Gather every line in the records below that contains the string "query", and copy each one unchanged.

● ● ● ● ● ● ●

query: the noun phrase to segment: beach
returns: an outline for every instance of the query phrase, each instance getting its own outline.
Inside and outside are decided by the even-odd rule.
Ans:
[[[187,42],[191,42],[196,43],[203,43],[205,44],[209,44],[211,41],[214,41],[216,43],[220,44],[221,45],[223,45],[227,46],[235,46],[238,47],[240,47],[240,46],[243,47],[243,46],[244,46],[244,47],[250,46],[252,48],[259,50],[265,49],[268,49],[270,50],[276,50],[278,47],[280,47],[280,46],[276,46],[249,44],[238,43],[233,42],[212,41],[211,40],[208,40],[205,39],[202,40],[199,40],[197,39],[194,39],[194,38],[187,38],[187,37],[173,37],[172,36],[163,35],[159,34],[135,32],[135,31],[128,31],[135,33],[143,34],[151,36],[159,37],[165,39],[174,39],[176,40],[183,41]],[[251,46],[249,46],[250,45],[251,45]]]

● ● ● ● ● ● ●

> _Response to the task_
query: the noun phrase to segment: beach
returns: an outline for every instance of the query phrase, each instance getting its own outline.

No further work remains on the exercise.